Task to complete
Will you copy out every one of the lines below, word for word and without any change?

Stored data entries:
%%
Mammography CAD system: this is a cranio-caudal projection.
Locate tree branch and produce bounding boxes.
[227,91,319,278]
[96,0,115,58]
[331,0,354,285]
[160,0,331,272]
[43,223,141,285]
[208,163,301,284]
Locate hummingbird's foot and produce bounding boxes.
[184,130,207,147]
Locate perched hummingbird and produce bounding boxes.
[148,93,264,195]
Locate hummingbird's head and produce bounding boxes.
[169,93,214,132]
%%
Solution to this problem
Mammography CAD system: this is a cranio-caudal projection.
Locate tree branch and produce bounding boxes.
[227,91,319,278]
[96,0,115,58]
[331,0,354,285]
[160,0,331,272]
[43,223,141,285]
[208,163,301,284]
Locate hummingbird's foot and produce bounding boxes.
[184,130,207,147]
Locate perched hummingbird and produce bounding boxes.
[148,93,264,195]
Locate hummingbird's head and produce bounding boxes.
[169,93,214,132]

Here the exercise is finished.